__Task details__: Set down every record below exactly as it stands, leaving out the pictures.

__Extracted information__:
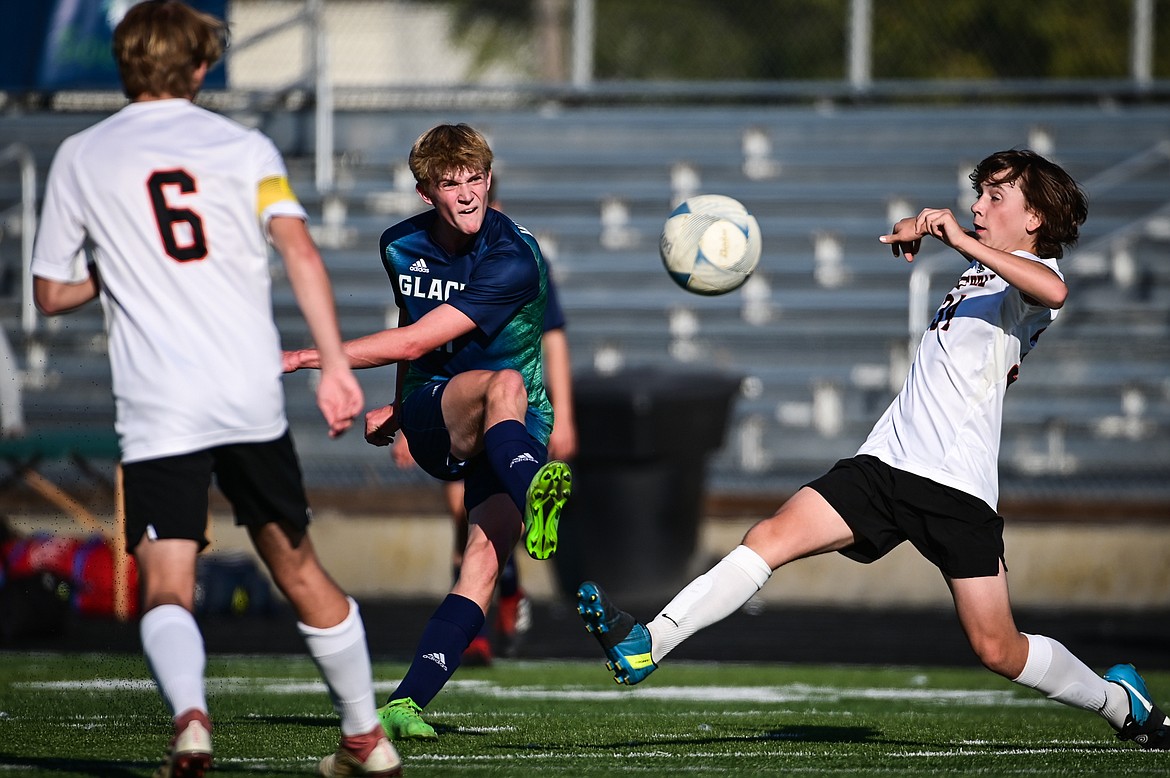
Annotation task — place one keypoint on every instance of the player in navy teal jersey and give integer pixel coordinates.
(470, 286)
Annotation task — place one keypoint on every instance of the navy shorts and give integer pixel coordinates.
(426, 432)
(957, 532)
(167, 497)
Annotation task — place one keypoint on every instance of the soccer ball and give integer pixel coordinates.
(710, 245)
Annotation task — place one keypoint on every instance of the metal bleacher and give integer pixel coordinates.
(820, 334)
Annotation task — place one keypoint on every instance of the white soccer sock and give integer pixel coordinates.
(711, 597)
(174, 653)
(343, 660)
(1054, 670)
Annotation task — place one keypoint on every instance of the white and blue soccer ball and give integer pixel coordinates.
(710, 245)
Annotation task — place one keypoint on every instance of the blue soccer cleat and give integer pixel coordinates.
(626, 642)
(546, 495)
(1146, 724)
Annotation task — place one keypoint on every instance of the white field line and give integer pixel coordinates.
(786, 694)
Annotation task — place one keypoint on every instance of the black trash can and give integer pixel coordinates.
(639, 477)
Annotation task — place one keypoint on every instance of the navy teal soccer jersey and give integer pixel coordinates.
(500, 282)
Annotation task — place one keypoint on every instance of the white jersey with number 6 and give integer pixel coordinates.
(944, 425)
(171, 199)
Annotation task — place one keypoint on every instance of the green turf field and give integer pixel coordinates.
(98, 715)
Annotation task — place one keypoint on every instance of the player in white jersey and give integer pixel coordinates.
(174, 205)
(928, 472)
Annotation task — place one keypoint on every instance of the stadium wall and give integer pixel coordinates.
(1082, 565)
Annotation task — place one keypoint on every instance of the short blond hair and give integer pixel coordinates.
(160, 43)
(447, 149)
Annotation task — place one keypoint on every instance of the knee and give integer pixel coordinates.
(507, 386)
(1004, 655)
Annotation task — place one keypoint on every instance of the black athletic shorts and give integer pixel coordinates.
(426, 432)
(957, 532)
(167, 497)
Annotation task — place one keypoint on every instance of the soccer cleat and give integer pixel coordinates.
(363, 755)
(1146, 724)
(477, 653)
(190, 755)
(626, 642)
(514, 619)
(403, 720)
(546, 495)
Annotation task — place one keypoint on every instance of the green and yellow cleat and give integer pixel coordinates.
(546, 495)
(403, 721)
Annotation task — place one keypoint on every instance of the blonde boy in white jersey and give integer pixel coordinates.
(176, 204)
(928, 472)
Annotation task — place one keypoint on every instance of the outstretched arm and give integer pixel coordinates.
(439, 326)
(55, 297)
(338, 393)
(558, 379)
(1034, 280)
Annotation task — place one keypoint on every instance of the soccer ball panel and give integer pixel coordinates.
(710, 245)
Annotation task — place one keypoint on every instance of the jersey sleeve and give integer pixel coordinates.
(503, 281)
(61, 233)
(274, 193)
(553, 315)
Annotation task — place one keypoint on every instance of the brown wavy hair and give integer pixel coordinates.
(160, 43)
(1048, 191)
(448, 147)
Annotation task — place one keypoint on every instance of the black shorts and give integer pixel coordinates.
(957, 532)
(167, 497)
(426, 432)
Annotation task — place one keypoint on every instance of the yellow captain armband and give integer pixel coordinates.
(274, 188)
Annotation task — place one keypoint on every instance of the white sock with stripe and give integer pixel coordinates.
(710, 598)
(1054, 670)
(174, 654)
(343, 659)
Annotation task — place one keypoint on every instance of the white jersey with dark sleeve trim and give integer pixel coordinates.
(167, 197)
(944, 425)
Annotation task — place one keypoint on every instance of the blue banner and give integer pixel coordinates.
(59, 45)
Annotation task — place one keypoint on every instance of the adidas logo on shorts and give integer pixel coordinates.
(523, 458)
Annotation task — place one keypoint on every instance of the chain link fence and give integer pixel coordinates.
(868, 46)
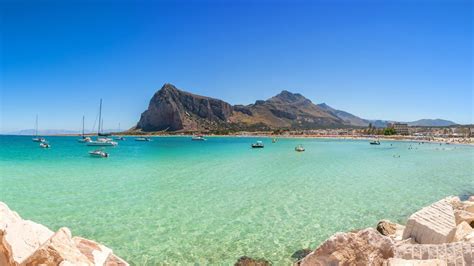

__Response box__:
Annotation task — place one keypoint on every instance of the player in navy teal jersey and give integer pixel coordinates.
(470, 286)
Annotation task — place one keypoint on every instance of the navy shorts and give integer pixel coordinates.
(426, 432)
(957, 532)
(167, 497)
Annotation task — place one keypoint on every instance of the soccer ball and give integer pixel coordinates.
(710, 245)
Annotation task — place one keypoint on every instance of the metal bleacher and give integer pixel coordinates.
(820, 334)
Annotation task — place one keypoint on every instance of the white soccer sock and give integer pixel coordinates.
(711, 597)
(174, 653)
(343, 660)
(1054, 670)
Annotation task — place one keypoint on every instance of the white and blue soccer ball and give integer pixel coordinates.
(710, 245)
Annotation task — place one keypoint on every instance of the blue soccer cleat and give integer pixel coordinates.
(626, 642)
(546, 495)
(1146, 724)
Annotation task — place one keypoint on every instance of the white field line and give integer pixel coordinates.
(786, 694)
Annotation task — place one keypoint on every instance of the black trash can and give integer pixel coordinates.
(639, 477)
Annotation task — place one keypoint on every instance of the navy teal soccer jersey and give integer pixel coordinates.
(500, 282)
Annotation task — place one keypoint on every instance of the white jersey with number 6 and give integer pixel coordinates.
(944, 425)
(171, 199)
Annotation task — place one keypoint on every instance of the green turf field and give integer pixel coordinates.
(98, 715)
Annotation task — place one keypoint on every instance of the player in white jersey and give integer pixel coordinates.
(174, 205)
(928, 472)
Annotation task — place one keypoint on every instance of the stadium wall and give integer pixel coordinates.
(1082, 565)
Annotation task — place one keypoint on every instance of the short blond hair and give integer pixel coordinates.
(160, 43)
(447, 149)
Annotation task — place one keypoint on every instance of the knee and give integer pixel coordinates.
(507, 386)
(1004, 655)
Annotation task — place one keypoint on every instance of the black athletic shorts and give integer pixel coordinates.
(426, 432)
(957, 532)
(167, 497)
Annotation task — place one keypoint on every instance of the soccer cleat and give integer pixel coordinates.
(363, 755)
(1146, 724)
(477, 653)
(190, 755)
(626, 642)
(514, 619)
(403, 720)
(546, 495)
Annotation task — place one keypoint on every instance of the green and yellow cleat and give integer pixel coordinates.
(546, 495)
(403, 721)
Annotation task — place one keypoint on every instance of the blonde boy in white jersey and give integer pixel coordinates.
(176, 204)
(928, 472)
Annotation task — place one keypoint on every instance of the outstretched arm and give integer pixel coordinates.
(439, 326)
(55, 297)
(338, 393)
(558, 379)
(1034, 280)
Annotation task — place one keypoint on every instance of the soccer ball panel and give integer pixel coordinates.
(710, 245)
Annotation task — place one keypoint on every instance of the jersey sleeve and give integer pixel coordinates.
(503, 281)
(61, 233)
(274, 193)
(553, 315)
Annotation task — place one keypoint on every instance of the brown wavy hair and give integer pixel coordinates.
(160, 43)
(1048, 191)
(448, 147)
Annotation task — place one keypoint on every instance of the black shorts and give integer pixel coordinates.
(957, 532)
(167, 497)
(426, 432)
Annotation task — place one keypoint on every instance of the yellow captain armband and give integer pixel coordinates.
(274, 188)
Annotation task — place one keypoint on every instance of the white sock with stripe and give integer pixel coordinates.
(710, 598)
(1054, 670)
(174, 654)
(343, 659)
Annotation task — place one keypoint on every instance of the white jersey with dark sleeve trim and give integer pixel coordinates.
(167, 197)
(944, 425)
Annotation task — place one keypoint on every instance of the blue banner and give integer pixel coordinates.
(59, 45)
Annotation task — place one keypoint on every instance of the adidas logo on shorts and give integer pixel coordinates.
(523, 458)
Annotation task — place one keypoint on every instance of the chain link fence and give integer pixel coordinates.
(868, 46)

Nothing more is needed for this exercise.